_Do this_
Turn every line of the records below into a JSON list of strings, one string per line, with blank lines skipped. Leave the pictures out.

_Provided entries_
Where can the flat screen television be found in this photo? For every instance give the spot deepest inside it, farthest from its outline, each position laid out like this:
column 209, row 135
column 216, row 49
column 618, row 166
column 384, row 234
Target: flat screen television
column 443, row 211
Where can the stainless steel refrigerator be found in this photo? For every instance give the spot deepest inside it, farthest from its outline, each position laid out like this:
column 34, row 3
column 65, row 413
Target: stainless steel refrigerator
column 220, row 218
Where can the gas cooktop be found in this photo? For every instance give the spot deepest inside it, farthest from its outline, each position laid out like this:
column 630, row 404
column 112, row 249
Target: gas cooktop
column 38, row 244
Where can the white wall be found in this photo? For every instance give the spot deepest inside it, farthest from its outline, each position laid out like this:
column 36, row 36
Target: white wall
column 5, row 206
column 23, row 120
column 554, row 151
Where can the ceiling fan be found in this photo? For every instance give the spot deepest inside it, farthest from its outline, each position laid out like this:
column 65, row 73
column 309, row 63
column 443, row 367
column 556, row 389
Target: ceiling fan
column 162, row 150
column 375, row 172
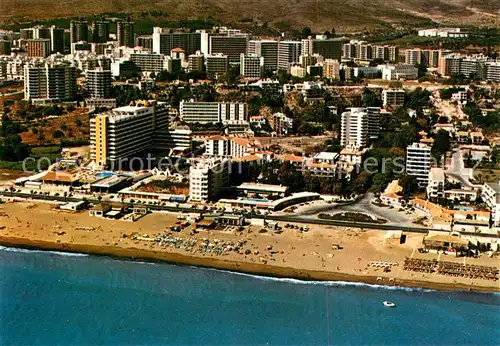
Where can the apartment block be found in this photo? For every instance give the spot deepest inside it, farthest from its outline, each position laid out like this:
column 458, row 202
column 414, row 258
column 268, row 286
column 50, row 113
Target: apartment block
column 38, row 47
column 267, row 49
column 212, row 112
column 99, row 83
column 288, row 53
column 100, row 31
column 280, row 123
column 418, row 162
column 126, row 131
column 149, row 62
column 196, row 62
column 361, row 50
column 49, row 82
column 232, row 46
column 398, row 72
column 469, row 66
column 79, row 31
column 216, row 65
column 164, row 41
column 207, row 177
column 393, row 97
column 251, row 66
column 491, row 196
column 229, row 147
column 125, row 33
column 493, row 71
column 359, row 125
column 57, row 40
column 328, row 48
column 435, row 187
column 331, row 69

_Response to this exercise_
[
  "Where can the flat screen television be found in this photo? For every instance give the spot deepest inside it, farthest from its outline, each position laid out like this:",
  "column 209, row 135",
  "column 216, row 49",
  "column 618, row 166",
  "column 384, row 234",
  "Target: flat screen television",
  "column 443, row 211",
  "Where can the stainless steel refrigerator be found in this photo? For every instance give the spot deepest inside it, farthest from its outline, each position laid out like this:",
  "column 34, row 3",
  "column 65, row 413",
  "Target: stainless steel refrigerator",
  "column 220, row 218",
  "Where can the gas cooktop be found in this photo? For every instance give the spot deepest inside it, farthest from its outline, each position laid out like this:",
  "column 630, row 404",
  "column 112, row 249",
  "Target: gas cooktop",
  "column 38, row 244",
  "Where can the white wall be found in this photo? For every instance give the spot deepest inside it, farthest from its outline, each position laid out like this:",
  "column 36, row 36",
  "Target: white wall",
  "column 5, row 206",
  "column 23, row 120",
  "column 554, row 151",
  "Where can the ceiling fan be found in this photo? For every instance give the spot deepest inside it, farthest from its outline, each position laid out like this:",
  "column 65, row 73",
  "column 309, row 63",
  "column 443, row 367",
  "column 556, row 389",
  "Target: ceiling fan",
  "column 162, row 150",
  "column 375, row 172",
  "Where can the apartment block be found in this photo? For every instance give the spot deepest inside it, farthest from its outline, each position laid out like this:",
  "column 458, row 202",
  "column 414, row 258",
  "column 268, row 286",
  "column 50, row 113",
  "Target: apartment block",
  "column 38, row 47",
  "column 267, row 49",
  "column 212, row 112",
  "column 99, row 83",
  "column 288, row 53",
  "column 100, row 31",
  "column 280, row 123",
  "column 418, row 162",
  "column 126, row 131",
  "column 149, row 62",
  "column 196, row 62",
  "column 361, row 50",
  "column 49, row 82",
  "column 232, row 46",
  "column 398, row 72",
  "column 469, row 66",
  "column 79, row 31",
  "column 216, row 65",
  "column 164, row 41",
  "column 207, row 177",
  "column 393, row 97",
  "column 251, row 66",
  "column 491, row 196",
  "column 229, row 147",
  "column 125, row 33",
  "column 493, row 71",
  "column 359, row 125",
  "column 57, row 40",
  "column 328, row 48",
  "column 435, row 187",
  "column 331, row 69"
]